TEXT SEGMENT →
------------
Securing the grub boot loader
Since version 2.0 the behaviour of grub regarding passwords has changed quite substantially. It can be nicely used to secure the boot process so that a X display manager (gdm, kdm, lightdm, ...) or login prompt cannot be circumvented by editing the Linux kernel boot command line parameters. The documentation is concise but many old how-tos may lead you down the wrong GNU grub "legacy" (the pre-2.0 versions) path.
So this assumes you have a grub installed and working. I.e. if you press Shift during boot, you get a grub menu and can edit menu entries via the e key.
First you need to setup grub users and corresponding passwords:
Run grub-mkpasswd-pbkdf2 to encrypt every password you want to use for grub users (which are technically unrelated to Linux system users at this time).
You'll get a string like 'grub.pbkdf2.sha512.10000...'. It will replace the plain text passwords.
In '/etc/grub/40_custom' add lines like:
# These users can change the config at boot time and run any menuentry:
set superusers="root user1"
password_pbkdf2 root grub.pbkdf2.sha512.10000.aaa...
password_pbkdf2 user1 grub.pbkdf2.sha512.10000.bbb...
# This user can only run specifically designated menuentries (not a superuser):
password_pbkdf2 user2 grub.pbkdf2.sha512.10000.ccc...
------------
TASK → Please retype the passage of the GRUB guide that runs from "password_pbkdf2 root grub.pbkdf2.sha512.10000.aaa..." up to and including "password_pbkdf2 user2 grub.pbkdf2.sha512.10000.ccc...".
------------
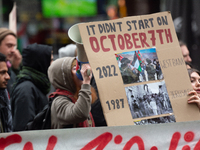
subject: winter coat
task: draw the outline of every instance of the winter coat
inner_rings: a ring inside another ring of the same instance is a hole
[[[22,131],[29,121],[48,103],[50,90],[47,70],[51,62],[52,47],[41,44],[28,45],[22,51],[22,70],[11,92],[13,130]]]
[[[55,89],[74,94],[76,86],[72,80],[71,65],[75,57],[57,59],[48,69],[48,76]],[[51,106],[51,126],[53,129],[65,128],[70,124],[81,123],[89,117],[91,109],[91,85],[82,84],[76,103],[66,96],[57,96]]]

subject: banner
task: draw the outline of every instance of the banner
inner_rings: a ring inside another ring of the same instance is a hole
[[[170,12],[79,30],[108,126],[199,120],[198,107],[187,103],[192,86]]]
[[[200,121],[0,134],[0,150],[199,150]]]

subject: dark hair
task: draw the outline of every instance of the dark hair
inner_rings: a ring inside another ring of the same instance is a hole
[[[187,46],[186,43],[184,43],[184,42],[181,41],[181,40],[179,41],[179,45],[180,45],[180,47],[181,47],[181,46],[184,46],[184,45]]]
[[[189,77],[191,78],[191,74],[193,72],[196,72],[198,75],[200,75],[200,71],[197,70],[197,69],[194,69],[194,68],[190,68],[190,69],[187,69],[188,70],[188,74],[189,74]]]
[[[0,62],[2,62],[2,61],[6,62],[6,56],[4,54],[0,53]]]

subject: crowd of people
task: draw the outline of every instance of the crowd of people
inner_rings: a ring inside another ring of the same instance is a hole
[[[83,80],[78,79],[76,75],[76,46],[71,46],[73,52],[70,55],[63,53],[55,61],[51,46],[30,44],[23,49],[22,54],[16,46],[16,34],[7,28],[0,28],[1,133],[25,130],[26,125],[48,104],[47,94],[51,86],[54,87],[54,91],[49,97],[55,98],[51,106],[52,129],[107,125],[90,65],[83,64],[81,67]],[[122,68],[126,69],[130,62],[127,59],[123,61]],[[148,65],[153,62],[148,59],[146,61],[143,69],[148,73],[148,80],[152,80],[155,75],[160,78],[162,73],[158,60],[155,60],[155,71],[152,76],[148,71]],[[88,70],[91,72],[90,75],[87,73]],[[200,73],[193,68],[188,72],[194,89],[188,93],[188,103],[196,103],[200,109]],[[142,71],[137,73],[142,75]],[[136,81],[139,79],[138,76],[134,78]],[[144,77],[144,80],[146,79]],[[129,80],[131,79],[128,79],[128,82]],[[142,112],[133,103],[135,115],[138,117],[163,114],[163,111],[168,111],[171,107],[164,93],[144,95],[141,100],[136,97],[133,102],[140,102],[145,108]],[[153,102],[159,103],[156,110]]]

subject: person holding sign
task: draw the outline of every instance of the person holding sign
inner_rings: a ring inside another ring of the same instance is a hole
[[[198,108],[200,109],[200,71],[191,68],[188,69],[188,73],[193,88],[193,91],[190,91],[188,93],[188,95],[190,95],[188,103],[196,103]]]
[[[48,69],[51,84],[56,89],[50,97],[55,97],[51,106],[51,127],[94,127],[91,103],[96,100],[90,85],[92,73],[89,64],[81,66],[83,81],[76,75],[76,58],[64,57],[55,60]]]

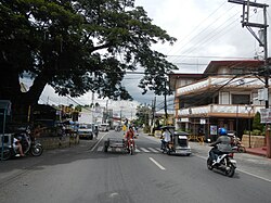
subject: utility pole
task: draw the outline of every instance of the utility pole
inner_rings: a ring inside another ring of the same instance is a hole
[[[260,47],[263,47],[264,52],[264,66],[263,66],[263,76],[264,76],[264,89],[263,92],[266,94],[266,110],[269,111],[269,75],[270,75],[270,67],[268,63],[268,22],[267,22],[267,8],[268,4],[264,3],[257,3],[243,1],[243,0],[228,0],[231,3],[243,4],[243,15],[242,15],[242,26],[246,27],[250,34],[257,39]],[[250,7],[255,9],[262,9],[263,10],[263,23],[251,23],[249,22],[249,9]],[[259,36],[258,37],[251,27],[259,28]],[[266,138],[267,138],[267,156],[271,157],[271,137],[270,137],[270,125],[267,124],[266,129]]]
[[[154,122],[155,109],[156,109],[156,97],[154,97],[154,101],[152,101],[152,126]]]
[[[166,122],[165,125],[168,124],[168,112],[167,112],[167,80],[165,80],[165,116],[166,116]]]

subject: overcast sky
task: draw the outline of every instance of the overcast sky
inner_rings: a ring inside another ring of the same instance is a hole
[[[271,7],[270,0],[257,0],[257,2]],[[136,0],[136,5],[143,7],[155,25],[178,39],[173,46],[153,46],[153,49],[168,55],[168,60],[178,65],[179,71],[176,73],[203,73],[212,60],[253,59],[257,55],[262,59],[263,56],[263,49],[259,47],[248,29],[242,27],[243,7],[241,4],[230,3],[228,0]],[[267,15],[269,25],[270,7]],[[249,17],[250,23],[263,24],[262,9],[250,8]],[[258,29],[254,30],[258,35]],[[270,36],[269,26],[269,52],[271,52]],[[154,94],[150,92],[142,96],[137,87],[139,80],[140,75],[127,75],[124,85],[134,98],[134,105],[151,104]],[[48,100],[48,93],[51,92],[47,89],[41,97],[43,101]],[[53,100],[53,96],[50,97]],[[78,101],[85,103],[89,100],[91,94],[83,96]],[[162,103],[163,97],[157,97],[157,100],[158,104]],[[169,100],[172,103],[172,99],[169,98]],[[54,99],[54,101],[63,102],[63,99]]]

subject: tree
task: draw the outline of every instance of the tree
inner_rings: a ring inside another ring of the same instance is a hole
[[[144,67],[143,93],[164,92],[176,66],[151,49],[176,38],[152,24],[134,0],[2,0],[0,2],[0,99],[26,112],[46,85],[60,96],[88,91],[132,99],[121,85],[128,71]],[[20,76],[34,83],[21,92]]]

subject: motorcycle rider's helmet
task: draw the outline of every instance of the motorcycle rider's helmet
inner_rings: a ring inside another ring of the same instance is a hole
[[[227,136],[227,129],[225,129],[225,128],[219,128],[219,129],[218,129],[218,134],[219,134],[220,136]]]

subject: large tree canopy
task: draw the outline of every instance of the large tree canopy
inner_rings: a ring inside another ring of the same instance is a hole
[[[47,84],[60,96],[131,99],[121,80],[138,67],[143,93],[162,94],[176,66],[151,46],[175,41],[134,0],[1,0],[0,99],[37,103]],[[34,85],[21,92],[25,73]]]

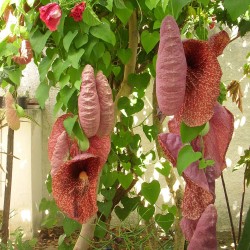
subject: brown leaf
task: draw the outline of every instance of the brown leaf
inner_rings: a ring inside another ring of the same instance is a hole
[[[232,101],[236,103],[239,110],[243,113],[242,98],[243,93],[241,90],[240,82],[233,80],[227,87],[229,96],[232,97]]]

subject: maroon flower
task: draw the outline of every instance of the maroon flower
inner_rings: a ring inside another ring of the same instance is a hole
[[[52,178],[58,207],[70,218],[85,223],[97,212],[98,156],[84,153],[60,166]]]
[[[19,49],[20,56],[13,56],[13,61],[17,64],[28,64],[33,58],[30,42],[22,40],[21,48]]]
[[[85,2],[76,4],[75,7],[70,11],[70,16],[73,17],[73,19],[76,22],[81,22],[82,21],[82,13],[84,12],[85,8],[86,8]]]
[[[57,30],[57,26],[60,23],[62,11],[57,3],[49,3],[39,8],[40,18],[51,30]]]

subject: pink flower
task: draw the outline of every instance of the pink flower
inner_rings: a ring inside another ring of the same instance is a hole
[[[57,26],[60,23],[62,11],[57,3],[49,3],[39,8],[40,18],[51,30],[57,30]]]
[[[70,16],[74,18],[76,22],[82,21],[82,13],[86,8],[86,3],[82,2],[76,4],[75,7],[70,11]]]

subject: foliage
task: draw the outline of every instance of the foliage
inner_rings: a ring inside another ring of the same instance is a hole
[[[33,238],[31,240],[23,240],[23,230],[18,227],[11,236],[14,238],[14,241],[8,240],[7,246],[3,243],[0,243],[1,249],[3,250],[32,250],[37,243],[37,239]]]
[[[0,4],[0,16],[4,13],[10,1]],[[153,142],[158,134],[155,125],[148,118],[139,120],[138,113],[146,103],[145,93],[150,85],[150,79],[155,77],[157,45],[159,42],[160,24],[163,18],[170,14],[175,17],[183,38],[198,38],[206,40],[208,31],[213,25],[239,27],[239,35],[249,30],[249,16],[245,14],[249,8],[247,1],[208,1],[208,0],[89,0],[84,10],[82,21],[76,22],[70,17],[70,10],[79,1],[58,1],[62,8],[62,17],[56,31],[51,32],[39,18],[38,7],[49,1],[13,2],[13,14],[18,17],[15,25],[7,27],[4,18],[1,19],[3,37],[0,39],[0,84],[5,91],[9,89],[16,93],[25,65],[16,64],[12,58],[18,55],[23,39],[28,39],[33,49],[34,62],[38,66],[40,84],[36,97],[41,108],[45,107],[51,89],[58,90],[54,115],[59,111],[70,112],[74,116],[65,121],[65,128],[70,136],[78,139],[82,149],[88,144],[85,135],[79,131],[77,96],[81,84],[81,72],[86,64],[91,64],[96,71],[102,70],[108,77],[117,103],[120,119],[115,125],[111,136],[112,149],[100,178],[98,202],[99,223],[95,236],[103,238],[109,230],[111,213],[124,221],[130,213],[137,212],[143,221],[155,220],[166,233],[174,221],[174,214],[169,210],[158,209],[161,185],[158,180],[145,181],[144,173],[149,163],[157,161],[155,150],[145,150],[142,147],[142,135],[137,133],[140,128],[146,138]],[[237,7],[235,5],[237,4]],[[133,58],[129,47],[129,20],[133,12],[137,13],[139,43],[136,58]],[[21,22],[20,20],[24,20]],[[9,39],[14,37],[13,42]],[[131,60],[136,59],[135,72],[127,76],[130,88],[129,95],[117,95],[122,87],[126,67]],[[245,67],[245,71],[248,66]],[[118,96],[118,97],[117,97]],[[117,100],[118,98],[118,100]],[[221,85],[220,102],[225,99],[225,88]],[[154,107],[156,109],[156,107]],[[149,110],[149,114],[152,111]],[[190,143],[197,136],[206,134],[207,125],[190,128],[181,126],[181,137],[186,143],[179,152],[177,168],[181,174],[189,164],[199,160],[199,167],[206,168],[213,164],[205,161],[203,152],[193,152]],[[153,148],[153,146],[152,146]],[[203,150],[201,150],[203,151]],[[187,164],[188,163],[188,164]],[[169,175],[169,163],[162,163],[162,168],[156,169],[163,176]],[[138,180],[141,191],[134,189]],[[51,193],[50,177],[47,181]],[[46,215],[43,226],[52,227],[62,223],[65,234],[59,239],[63,249],[65,237],[79,229],[79,225],[65,217],[52,199],[41,201],[40,211]]]

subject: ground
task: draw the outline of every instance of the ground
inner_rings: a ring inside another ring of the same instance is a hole
[[[54,227],[53,229],[43,229],[40,231],[38,235],[38,243],[35,247],[36,250],[57,250],[58,249],[58,238],[59,236],[63,234],[62,227]],[[234,249],[232,247],[232,237],[230,232],[218,232],[218,250],[220,249]],[[76,238],[77,236],[75,236]],[[164,239],[162,239],[164,240]],[[165,239],[166,240],[166,239]],[[115,244],[115,243],[114,243]],[[121,244],[124,245],[124,244]],[[109,248],[105,247],[102,248],[101,246],[98,248],[93,249],[106,249],[106,250],[131,250],[131,248],[126,248],[124,246],[118,246],[118,244],[115,244],[115,247]],[[135,248],[134,248],[135,249]],[[171,249],[171,248],[159,248],[160,249]],[[136,250],[136,249],[135,249]]]

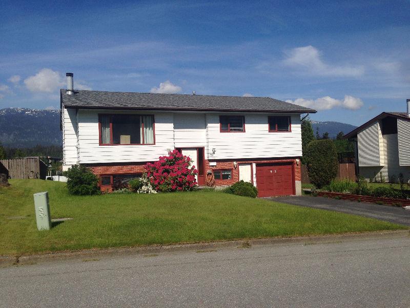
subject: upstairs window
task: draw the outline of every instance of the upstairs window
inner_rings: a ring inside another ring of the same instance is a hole
[[[290,117],[268,117],[270,132],[291,131]]]
[[[100,145],[154,144],[154,126],[153,116],[100,114]]]
[[[245,131],[245,117],[242,116],[220,116],[221,132],[243,132]]]

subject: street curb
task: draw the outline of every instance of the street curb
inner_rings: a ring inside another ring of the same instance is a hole
[[[312,244],[339,242],[342,240],[359,240],[366,238],[383,238],[392,236],[410,237],[410,231],[409,230],[397,230],[293,237],[243,239],[204,243],[93,248],[22,256],[0,256],[0,267],[33,264],[39,262],[58,260],[92,259],[103,257],[153,254],[166,252],[206,250],[218,248],[245,248],[258,245],[281,245],[298,243],[303,245],[311,245]]]

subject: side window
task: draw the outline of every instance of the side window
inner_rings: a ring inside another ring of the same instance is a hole
[[[245,117],[243,116],[220,116],[219,124],[221,132],[245,131]]]
[[[268,123],[270,132],[291,131],[290,117],[268,117]]]
[[[232,171],[231,170],[214,170],[214,178],[215,180],[231,180]]]

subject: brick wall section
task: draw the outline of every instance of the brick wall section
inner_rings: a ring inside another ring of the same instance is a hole
[[[144,169],[144,163],[139,163],[136,164],[133,163],[132,164],[112,164],[105,165],[90,166],[92,169],[93,172],[97,176],[101,175],[119,175],[119,174],[129,174],[135,173],[142,173],[145,171]]]
[[[234,162],[236,161],[238,165],[235,169],[234,167]],[[252,159],[249,160],[205,160],[205,172],[208,170],[231,170],[232,171],[232,178],[231,180],[215,180],[215,185],[224,186],[232,185],[234,183],[239,180],[239,164],[243,163],[284,163],[291,162],[293,163],[295,169],[295,180],[300,181],[300,160],[299,160],[299,166],[296,162],[296,159]],[[210,162],[216,162],[216,166],[210,166]],[[134,173],[142,173],[145,171],[144,165],[145,163],[132,163],[130,164],[109,164],[109,165],[90,165],[92,169],[94,174],[99,176],[101,175],[117,175],[117,174],[128,174]],[[255,172],[255,170],[254,170]]]

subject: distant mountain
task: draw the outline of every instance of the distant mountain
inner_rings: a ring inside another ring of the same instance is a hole
[[[319,127],[320,136],[327,131],[331,138],[335,138],[339,131],[345,134],[356,128],[337,122],[312,121],[312,126],[315,135],[316,127]],[[0,109],[0,141],[10,147],[61,146],[60,111],[23,108]]]
[[[11,147],[63,144],[59,110],[0,109],[0,141]]]
[[[318,122],[316,121],[312,121],[312,127],[313,128],[313,132],[316,136],[316,129],[319,128],[319,134],[322,137],[324,132],[329,133],[330,138],[336,138],[336,135],[339,131],[342,131],[346,134],[348,132],[352,131],[354,129],[357,128],[357,126],[346,124],[336,122]]]

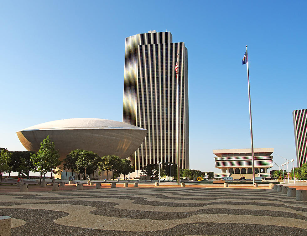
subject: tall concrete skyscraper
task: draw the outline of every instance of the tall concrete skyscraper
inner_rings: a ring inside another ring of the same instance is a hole
[[[307,163],[307,109],[294,110],[292,113],[297,166]]]
[[[180,88],[177,129],[177,54]],[[180,168],[189,168],[188,51],[173,43],[170,32],[140,33],[126,38],[123,122],[146,129],[140,148],[128,159],[136,170],[158,161],[177,163],[179,136]]]

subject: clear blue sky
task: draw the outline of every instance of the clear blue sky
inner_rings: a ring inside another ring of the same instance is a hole
[[[24,150],[15,132],[48,121],[122,121],[125,38],[167,30],[188,49],[190,168],[220,172],[213,149],[250,147],[246,44],[255,147],[296,160],[306,3],[1,1],[0,146]]]

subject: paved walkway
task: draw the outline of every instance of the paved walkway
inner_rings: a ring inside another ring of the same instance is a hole
[[[0,206],[12,236],[307,235],[307,202],[267,188],[7,192]]]

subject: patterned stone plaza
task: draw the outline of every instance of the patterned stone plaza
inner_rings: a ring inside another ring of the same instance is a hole
[[[307,235],[307,202],[266,188],[7,192],[0,206],[14,236]]]

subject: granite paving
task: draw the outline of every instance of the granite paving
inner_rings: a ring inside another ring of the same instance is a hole
[[[307,235],[307,202],[267,188],[6,192],[0,215],[12,236]]]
------------
EXERCISE SOLUTION →
password_pbkdf2 root grub.pbkdf2.sha512.10000.aaa...
password_pbkdf2 user1 grub.pbkdf2.sha512.10000.bbb...
# This user can only run specifically designated menuentries (not a superuser):
password_pbkdf2 user2 grub.pbkdf2.sha512.10000.ccc...